**Short exercise:** From the entries below, pick out each line that contains the word "every" and copy it out. Matching is case-sensitive.

**Listed entries:**
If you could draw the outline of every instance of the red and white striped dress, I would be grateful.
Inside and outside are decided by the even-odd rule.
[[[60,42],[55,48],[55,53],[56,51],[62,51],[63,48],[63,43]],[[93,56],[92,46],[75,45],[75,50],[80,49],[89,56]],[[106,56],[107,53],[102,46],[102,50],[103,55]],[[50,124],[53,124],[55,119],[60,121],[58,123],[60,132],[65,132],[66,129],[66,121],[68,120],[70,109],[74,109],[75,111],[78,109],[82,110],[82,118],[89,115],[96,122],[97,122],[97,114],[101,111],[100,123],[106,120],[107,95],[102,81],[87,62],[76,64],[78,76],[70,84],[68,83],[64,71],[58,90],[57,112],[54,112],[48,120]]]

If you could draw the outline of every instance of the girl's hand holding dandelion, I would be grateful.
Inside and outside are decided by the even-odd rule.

==

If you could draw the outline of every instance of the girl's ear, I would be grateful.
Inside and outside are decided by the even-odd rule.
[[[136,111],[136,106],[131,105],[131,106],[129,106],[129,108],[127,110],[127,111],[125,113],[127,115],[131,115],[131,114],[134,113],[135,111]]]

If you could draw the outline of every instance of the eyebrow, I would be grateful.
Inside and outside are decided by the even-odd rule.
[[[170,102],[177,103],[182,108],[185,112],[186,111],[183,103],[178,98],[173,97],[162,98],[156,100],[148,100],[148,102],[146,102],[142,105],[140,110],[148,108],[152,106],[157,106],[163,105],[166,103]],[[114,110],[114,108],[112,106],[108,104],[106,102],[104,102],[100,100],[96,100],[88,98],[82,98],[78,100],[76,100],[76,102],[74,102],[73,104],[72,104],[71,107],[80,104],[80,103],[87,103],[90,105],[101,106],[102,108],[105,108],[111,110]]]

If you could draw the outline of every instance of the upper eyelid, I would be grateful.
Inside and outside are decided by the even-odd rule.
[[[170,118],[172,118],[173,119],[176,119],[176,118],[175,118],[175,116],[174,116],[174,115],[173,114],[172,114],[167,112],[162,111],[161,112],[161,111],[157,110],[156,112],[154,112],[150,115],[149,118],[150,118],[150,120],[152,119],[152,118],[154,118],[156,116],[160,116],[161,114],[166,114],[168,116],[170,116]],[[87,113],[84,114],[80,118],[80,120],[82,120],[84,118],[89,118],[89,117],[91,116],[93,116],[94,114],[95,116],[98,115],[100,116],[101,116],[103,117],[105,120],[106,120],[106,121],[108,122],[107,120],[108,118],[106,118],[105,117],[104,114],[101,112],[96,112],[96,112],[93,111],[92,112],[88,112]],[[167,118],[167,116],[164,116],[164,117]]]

--

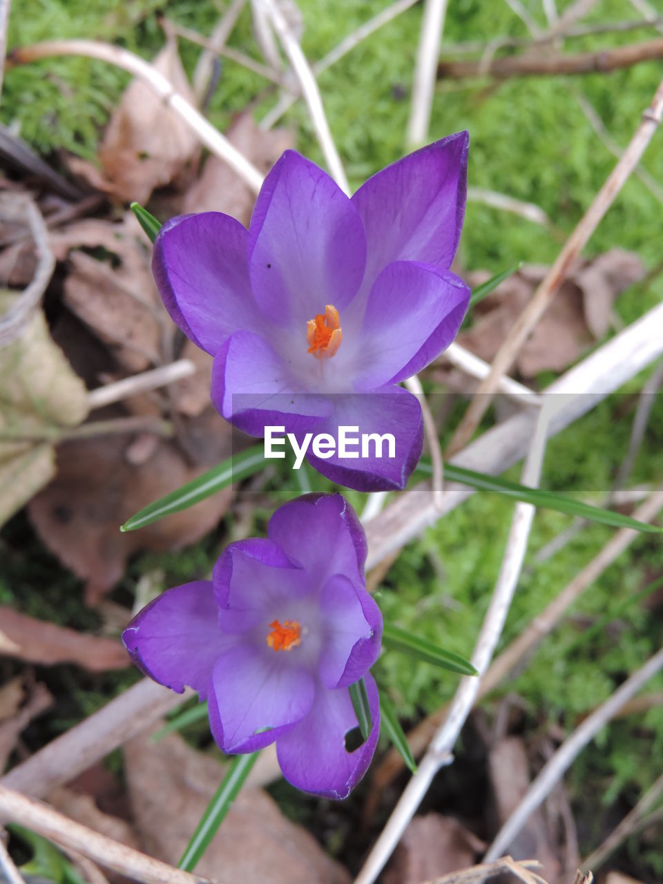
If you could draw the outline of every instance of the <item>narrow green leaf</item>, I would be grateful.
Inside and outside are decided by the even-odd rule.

**Response to this task:**
If you could draw the outline of every instance of the red and white striped dress, I would be grateful.
If you could draw the outline of every instance of the girl's hand holding dandelion, I would be grateful.
If you could draw the outline of every instance of the girl's ear, I would be grateful.
If you could draw the outline of every instance of the eyebrow, I would be grateful.
If you could draw the outline of every instance of the upper eyelid, I would be grateful.
If you could draw the outline of every instance of the <item>narrow green leaf</item>, I would be grateful.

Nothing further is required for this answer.